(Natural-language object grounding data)
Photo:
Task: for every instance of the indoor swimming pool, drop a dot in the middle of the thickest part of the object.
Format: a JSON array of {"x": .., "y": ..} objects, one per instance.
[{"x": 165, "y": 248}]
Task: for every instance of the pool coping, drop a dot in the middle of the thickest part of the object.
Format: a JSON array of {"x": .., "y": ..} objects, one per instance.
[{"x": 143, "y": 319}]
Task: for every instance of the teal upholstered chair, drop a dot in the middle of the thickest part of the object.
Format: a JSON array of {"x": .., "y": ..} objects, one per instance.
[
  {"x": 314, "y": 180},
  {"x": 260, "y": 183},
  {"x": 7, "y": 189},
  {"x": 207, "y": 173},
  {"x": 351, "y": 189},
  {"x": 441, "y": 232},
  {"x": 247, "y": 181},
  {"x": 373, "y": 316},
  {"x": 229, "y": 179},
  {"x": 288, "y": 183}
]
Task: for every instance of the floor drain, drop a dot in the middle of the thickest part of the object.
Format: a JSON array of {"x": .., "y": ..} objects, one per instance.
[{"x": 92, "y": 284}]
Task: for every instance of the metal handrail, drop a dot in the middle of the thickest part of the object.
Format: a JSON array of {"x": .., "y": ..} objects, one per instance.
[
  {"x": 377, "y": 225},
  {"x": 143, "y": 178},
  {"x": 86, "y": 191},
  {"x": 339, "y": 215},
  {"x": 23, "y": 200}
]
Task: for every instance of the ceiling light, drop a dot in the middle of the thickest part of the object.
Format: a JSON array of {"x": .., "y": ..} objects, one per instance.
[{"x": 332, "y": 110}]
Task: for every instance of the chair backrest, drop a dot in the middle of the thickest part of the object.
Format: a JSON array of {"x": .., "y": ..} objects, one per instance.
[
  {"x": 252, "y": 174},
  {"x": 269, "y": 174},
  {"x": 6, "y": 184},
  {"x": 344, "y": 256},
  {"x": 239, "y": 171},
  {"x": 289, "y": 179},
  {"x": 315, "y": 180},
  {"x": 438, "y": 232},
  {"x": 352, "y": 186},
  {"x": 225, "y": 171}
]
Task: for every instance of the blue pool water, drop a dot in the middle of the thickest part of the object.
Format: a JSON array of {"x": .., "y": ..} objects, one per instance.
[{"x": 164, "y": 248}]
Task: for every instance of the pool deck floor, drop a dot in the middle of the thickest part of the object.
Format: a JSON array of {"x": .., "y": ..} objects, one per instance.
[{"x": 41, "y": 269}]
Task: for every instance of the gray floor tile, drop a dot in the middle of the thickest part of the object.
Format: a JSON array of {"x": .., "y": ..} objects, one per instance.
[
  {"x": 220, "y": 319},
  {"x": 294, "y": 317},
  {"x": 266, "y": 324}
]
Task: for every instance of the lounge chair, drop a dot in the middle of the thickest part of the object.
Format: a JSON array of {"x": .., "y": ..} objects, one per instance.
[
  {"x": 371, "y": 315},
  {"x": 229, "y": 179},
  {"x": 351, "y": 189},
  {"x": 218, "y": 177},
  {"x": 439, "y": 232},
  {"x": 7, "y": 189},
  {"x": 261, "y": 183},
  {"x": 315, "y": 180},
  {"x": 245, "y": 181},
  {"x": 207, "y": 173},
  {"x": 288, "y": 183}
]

■ **BRIEF**
What you return should be the lines from the start of the data through the line with "Task: for every instance of the pool coping, drop", quoted exactly and nothing more.

■ **EXPECTED OUTPUT**
Photo:
Task: for every instance of the indoor swimming pool, drop a dot in the middle of the thickest part of the object.
Format: a JSON array of {"x": .., "y": ..} objects, one per instance.
[{"x": 165, "y": 248}]
Task: for every instance of the pool coping, drop a dot in the middle of the thickest part of the object.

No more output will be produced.